## WHAT YOU HAVE TO DO:
Copy every one of the records below word for word, but omit the pictures from your answer.

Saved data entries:

-- Begin --

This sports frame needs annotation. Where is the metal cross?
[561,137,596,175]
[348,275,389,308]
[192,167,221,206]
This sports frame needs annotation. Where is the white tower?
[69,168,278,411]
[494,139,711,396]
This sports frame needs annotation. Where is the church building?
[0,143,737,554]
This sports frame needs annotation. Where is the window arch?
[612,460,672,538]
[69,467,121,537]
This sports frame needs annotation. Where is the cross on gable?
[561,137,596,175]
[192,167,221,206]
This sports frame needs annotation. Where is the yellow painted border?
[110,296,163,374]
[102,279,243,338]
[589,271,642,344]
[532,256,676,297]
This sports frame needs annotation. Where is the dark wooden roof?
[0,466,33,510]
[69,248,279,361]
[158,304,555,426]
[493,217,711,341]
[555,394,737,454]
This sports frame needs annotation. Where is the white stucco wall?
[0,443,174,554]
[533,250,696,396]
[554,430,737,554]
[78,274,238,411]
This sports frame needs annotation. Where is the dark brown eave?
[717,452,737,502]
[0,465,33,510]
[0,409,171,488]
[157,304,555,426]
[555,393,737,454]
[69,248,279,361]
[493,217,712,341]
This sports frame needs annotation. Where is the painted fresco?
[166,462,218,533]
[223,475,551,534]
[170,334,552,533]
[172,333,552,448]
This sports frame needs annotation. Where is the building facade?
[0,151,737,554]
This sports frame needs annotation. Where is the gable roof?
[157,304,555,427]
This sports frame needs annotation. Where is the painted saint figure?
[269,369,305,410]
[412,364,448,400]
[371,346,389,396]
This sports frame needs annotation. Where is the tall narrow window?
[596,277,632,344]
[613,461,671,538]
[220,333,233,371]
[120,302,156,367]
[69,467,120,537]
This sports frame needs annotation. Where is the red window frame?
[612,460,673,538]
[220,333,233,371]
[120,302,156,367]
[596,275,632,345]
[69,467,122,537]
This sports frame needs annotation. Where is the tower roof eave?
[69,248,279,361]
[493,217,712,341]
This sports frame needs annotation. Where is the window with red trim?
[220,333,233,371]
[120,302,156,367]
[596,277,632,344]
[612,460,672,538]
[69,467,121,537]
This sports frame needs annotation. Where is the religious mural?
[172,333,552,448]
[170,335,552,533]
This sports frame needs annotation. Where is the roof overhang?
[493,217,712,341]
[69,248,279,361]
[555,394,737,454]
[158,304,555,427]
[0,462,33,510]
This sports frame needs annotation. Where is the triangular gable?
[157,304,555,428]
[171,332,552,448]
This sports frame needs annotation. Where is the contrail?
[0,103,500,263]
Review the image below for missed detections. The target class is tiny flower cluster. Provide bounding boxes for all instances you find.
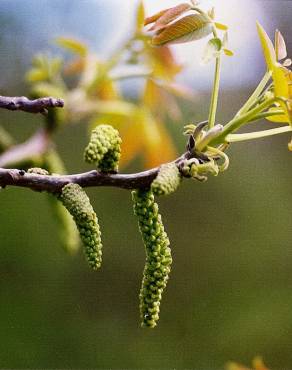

-- End --

## PROBLEM SOLUTION:
This sports frame needs annotation. Where is the metal cross?
[561,137,596,175]
[348,275,389,308]
[192,167,221,206]
This sports frame needs annotation. Where is the white tower?
[69,168,278,411]
[494,139,711,396]
This sports frame needs annotation. Where is the church building?
[0,143,737,554]
This sports frame needs annotation. Where is the window arch?
[612,460,672,538]
[69,467,121,537]
This sports frame needs annotation. Where is the cross on gable?
[561,137,596,175]
[192,167,221,206]
This sports frame needs annotation. Where is the yellow painted border?
[110,296,163,374]
[102,279,243,338]
[589,271,642,344]
[532,256,676,297]
This sports frame needs annotation. Where is the dark wooden roof?
[0,466,33,510]
[69,248,279,361]
[158,304,555,426]
[493,217,711,341]
[555,394,737,454]
This sports frame needs annotation. Where is the white stucco wall?
[0,443,174,554]
[533,250,696,396]
[554,430,737,554]
[78,274,238,411]
This sports frame needs annotation. Where is the dark brown eave?
[717,452,737,502]
[0,465,33,510]
[0,409,171,488]
[157,304,555,426]
[555,393,737,454]
[69,248,279,361]
[493,217,712,341]
This sports frame needs annotation. Where is the painted fresco?
[166,462,218,533]
[223,475,551,534]
[170,334,552,533]
[172,333,552,448]
This sports frame needs annotation. Where is the building facade?
[0,151,737,554]
This sports frame needs annotation. Where is the gable roof?
[157,304,555,427]
This sports frame needs annotation. Where is the painted saint figure?
[269,369,305,410]
[412,364,448,400]
[371,346,389,396]
This sports frame needs annotation. Where is the tall narrow window?
[596,277,632,344]
[613,461,671,538]
[220,333,233,371]
[120,302,156,367]
[69,467,120,537]
This sports frame needs annotation. Where is the red window frame?
[612,460,673,538]
[220,333,233,371]
[120,302,156,367]
[596,275,632,345]
[69,467,122,537]
This sports frame needs annotation. Where is the tower roof eave?
[69,248,279,361]
[493,217,712,341]
This sports frame needs annotation. Where is the window with red trim?
[220,333,233,371]
[120,302,156,367]
[596,277,632,344]
[612,460,672,538]
[69,467,121,537]
This sports frame needs annotation. Where is the religious mural?
[172,333,552,448]
[170,335,552,533]
This sports frame needs annotation. Where is the roof overhang?
[493,217,712,341]
[69,248,279,361]
[555,394,737,454]
[158,304,555,427]
[0,462,33,510]
This sports frame needs annotation. Where is the triangular gable?
[157,304,555,428]
[171,332,552,448]
This sports frame needs annotation. Where is the contrail?
[0,103,500,263]
Review the image below for missed detections. The target class is tiny flower cluster. Provide bounding boxes for all instances you find.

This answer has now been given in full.